■ **REQUIRED ACTION**
Find the line in the data below that contains "Query: white canvas sail". Return that line and all the lines after it, unchanged.

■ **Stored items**
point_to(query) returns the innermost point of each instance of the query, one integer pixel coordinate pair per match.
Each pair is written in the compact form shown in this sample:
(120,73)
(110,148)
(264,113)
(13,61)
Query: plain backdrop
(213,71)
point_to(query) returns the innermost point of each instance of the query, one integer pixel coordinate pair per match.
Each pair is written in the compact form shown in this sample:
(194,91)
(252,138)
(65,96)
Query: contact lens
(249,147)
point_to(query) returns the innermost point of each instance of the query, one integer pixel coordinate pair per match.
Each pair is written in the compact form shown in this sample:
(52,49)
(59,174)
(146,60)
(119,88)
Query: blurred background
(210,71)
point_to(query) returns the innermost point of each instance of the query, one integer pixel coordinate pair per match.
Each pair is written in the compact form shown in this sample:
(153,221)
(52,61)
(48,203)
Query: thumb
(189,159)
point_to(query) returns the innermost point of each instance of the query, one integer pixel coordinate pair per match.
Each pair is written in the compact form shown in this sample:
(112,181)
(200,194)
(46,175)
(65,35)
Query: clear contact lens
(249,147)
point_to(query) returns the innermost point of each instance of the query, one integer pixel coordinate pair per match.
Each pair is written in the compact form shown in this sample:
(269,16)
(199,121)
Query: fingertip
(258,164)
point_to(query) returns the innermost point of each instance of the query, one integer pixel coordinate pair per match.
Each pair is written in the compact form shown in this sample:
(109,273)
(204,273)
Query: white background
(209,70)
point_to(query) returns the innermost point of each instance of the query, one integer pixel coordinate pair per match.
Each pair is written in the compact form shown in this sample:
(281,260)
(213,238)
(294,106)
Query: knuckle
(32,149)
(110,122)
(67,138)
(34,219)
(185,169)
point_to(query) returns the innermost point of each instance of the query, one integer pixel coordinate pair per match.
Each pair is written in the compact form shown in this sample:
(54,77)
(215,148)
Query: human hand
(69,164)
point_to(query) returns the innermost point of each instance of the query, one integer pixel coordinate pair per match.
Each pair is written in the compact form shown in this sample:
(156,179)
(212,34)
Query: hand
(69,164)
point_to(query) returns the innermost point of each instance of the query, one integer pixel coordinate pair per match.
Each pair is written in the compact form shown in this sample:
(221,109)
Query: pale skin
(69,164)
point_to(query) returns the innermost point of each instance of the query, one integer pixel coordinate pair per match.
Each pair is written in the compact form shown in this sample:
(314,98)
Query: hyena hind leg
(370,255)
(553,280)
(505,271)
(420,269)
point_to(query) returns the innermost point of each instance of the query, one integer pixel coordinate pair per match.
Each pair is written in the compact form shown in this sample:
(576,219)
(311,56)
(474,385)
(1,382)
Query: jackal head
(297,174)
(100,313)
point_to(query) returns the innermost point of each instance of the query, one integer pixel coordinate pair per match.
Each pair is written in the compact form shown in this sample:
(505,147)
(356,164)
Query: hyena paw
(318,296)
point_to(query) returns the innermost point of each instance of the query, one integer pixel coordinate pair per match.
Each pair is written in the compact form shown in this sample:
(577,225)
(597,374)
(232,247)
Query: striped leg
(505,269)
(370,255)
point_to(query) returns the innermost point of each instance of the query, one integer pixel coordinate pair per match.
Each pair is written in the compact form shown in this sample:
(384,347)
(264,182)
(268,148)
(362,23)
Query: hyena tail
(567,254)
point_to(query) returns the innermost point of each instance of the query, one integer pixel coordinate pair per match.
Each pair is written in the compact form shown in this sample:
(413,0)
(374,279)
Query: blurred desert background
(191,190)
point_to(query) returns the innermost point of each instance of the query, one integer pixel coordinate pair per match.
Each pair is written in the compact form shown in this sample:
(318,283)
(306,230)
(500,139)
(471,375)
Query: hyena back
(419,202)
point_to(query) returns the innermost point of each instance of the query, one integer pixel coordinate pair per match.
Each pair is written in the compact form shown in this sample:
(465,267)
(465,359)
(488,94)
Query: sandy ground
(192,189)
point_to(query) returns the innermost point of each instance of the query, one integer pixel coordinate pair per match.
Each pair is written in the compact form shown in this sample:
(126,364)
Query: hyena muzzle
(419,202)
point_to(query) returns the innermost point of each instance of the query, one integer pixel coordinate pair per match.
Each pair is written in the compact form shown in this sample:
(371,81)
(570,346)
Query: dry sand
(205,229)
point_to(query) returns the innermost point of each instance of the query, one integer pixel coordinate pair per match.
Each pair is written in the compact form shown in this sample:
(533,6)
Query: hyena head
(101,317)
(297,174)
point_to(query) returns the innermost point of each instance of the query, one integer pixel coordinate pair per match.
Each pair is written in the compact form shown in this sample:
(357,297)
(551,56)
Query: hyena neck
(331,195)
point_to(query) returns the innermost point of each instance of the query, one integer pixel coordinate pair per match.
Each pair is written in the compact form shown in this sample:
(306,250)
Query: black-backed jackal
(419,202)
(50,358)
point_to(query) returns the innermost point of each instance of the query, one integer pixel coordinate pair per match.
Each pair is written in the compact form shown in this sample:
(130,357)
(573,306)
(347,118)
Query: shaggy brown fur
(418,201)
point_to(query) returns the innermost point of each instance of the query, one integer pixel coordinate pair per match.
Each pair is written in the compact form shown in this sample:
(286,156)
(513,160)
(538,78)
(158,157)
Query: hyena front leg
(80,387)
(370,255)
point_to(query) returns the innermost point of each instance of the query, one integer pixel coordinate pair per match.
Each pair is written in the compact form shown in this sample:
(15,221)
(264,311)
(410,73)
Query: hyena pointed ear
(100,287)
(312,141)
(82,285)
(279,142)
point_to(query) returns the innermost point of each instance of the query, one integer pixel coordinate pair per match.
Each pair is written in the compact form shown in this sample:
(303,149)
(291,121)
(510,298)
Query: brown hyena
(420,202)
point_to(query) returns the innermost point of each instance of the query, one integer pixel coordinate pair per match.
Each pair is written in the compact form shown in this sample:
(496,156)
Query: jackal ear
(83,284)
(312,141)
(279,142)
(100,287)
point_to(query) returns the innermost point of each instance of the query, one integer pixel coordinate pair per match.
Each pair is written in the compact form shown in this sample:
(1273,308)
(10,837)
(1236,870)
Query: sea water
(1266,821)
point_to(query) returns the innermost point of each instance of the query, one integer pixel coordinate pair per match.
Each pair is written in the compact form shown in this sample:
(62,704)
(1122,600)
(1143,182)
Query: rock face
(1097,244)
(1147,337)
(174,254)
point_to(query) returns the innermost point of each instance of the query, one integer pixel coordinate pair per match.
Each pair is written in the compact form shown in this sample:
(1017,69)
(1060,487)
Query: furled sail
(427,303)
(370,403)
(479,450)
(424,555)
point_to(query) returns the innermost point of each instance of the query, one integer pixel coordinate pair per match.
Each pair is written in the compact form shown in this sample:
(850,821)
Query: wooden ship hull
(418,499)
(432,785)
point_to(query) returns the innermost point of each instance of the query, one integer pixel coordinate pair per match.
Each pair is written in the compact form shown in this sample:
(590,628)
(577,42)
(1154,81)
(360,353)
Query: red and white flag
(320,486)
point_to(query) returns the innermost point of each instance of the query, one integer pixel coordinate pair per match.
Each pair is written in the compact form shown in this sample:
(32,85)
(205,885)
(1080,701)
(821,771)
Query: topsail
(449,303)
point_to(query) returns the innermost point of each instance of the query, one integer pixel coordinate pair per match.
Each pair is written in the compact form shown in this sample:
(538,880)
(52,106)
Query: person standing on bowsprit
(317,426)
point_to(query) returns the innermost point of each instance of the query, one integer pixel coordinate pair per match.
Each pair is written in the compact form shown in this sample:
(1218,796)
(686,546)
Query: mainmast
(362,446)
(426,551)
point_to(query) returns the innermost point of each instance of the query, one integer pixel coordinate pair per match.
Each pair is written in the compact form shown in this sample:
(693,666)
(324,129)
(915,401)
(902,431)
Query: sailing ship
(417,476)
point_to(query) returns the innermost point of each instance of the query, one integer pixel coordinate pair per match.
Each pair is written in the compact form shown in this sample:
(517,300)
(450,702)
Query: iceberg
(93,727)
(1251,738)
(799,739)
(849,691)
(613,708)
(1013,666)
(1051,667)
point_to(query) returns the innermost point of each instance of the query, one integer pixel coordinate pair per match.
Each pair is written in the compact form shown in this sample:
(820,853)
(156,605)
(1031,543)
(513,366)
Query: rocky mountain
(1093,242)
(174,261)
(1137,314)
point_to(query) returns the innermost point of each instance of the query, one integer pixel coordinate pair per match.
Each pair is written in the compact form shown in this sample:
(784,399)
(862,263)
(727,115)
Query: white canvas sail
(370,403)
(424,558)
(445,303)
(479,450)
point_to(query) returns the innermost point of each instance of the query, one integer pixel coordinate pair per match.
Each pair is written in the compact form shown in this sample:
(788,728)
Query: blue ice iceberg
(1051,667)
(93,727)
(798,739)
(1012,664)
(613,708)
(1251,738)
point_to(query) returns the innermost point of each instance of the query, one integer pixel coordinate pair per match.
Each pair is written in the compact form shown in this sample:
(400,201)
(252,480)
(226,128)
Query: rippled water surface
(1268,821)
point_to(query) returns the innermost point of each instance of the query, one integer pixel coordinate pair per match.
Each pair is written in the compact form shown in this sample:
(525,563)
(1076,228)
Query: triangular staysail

■ **RESULT**
Query: white canvas sail
(370,403)
(424,558)
(445,303)
(479,450)
point_to(query) returns the innermost point of each instance of the query, one integer pixel coordinate pair per match.
Each pair is written in the compact form shown in this sample:
(788,728)
Query: blue ice iceberg
(1051,667)
(93,727)
(798,739)
(1012,664)
(613,708)
(1251,738)
point_to(query) returns the innermost point of each instance of the query, one integer pixel coordinate pair per match.
Each pair is written in the compact form shown in this sample:
(400,201)
(252,480)
(226,128)
Query: rippled water surface
(1268,821)
point_to(query) returns the innermost point of each instance of the query, one integer pixel coordinate pair per match.
Each pair is written in the compact form shown in this sample:
(525,563)
(1076,228)
Query: triangular staysail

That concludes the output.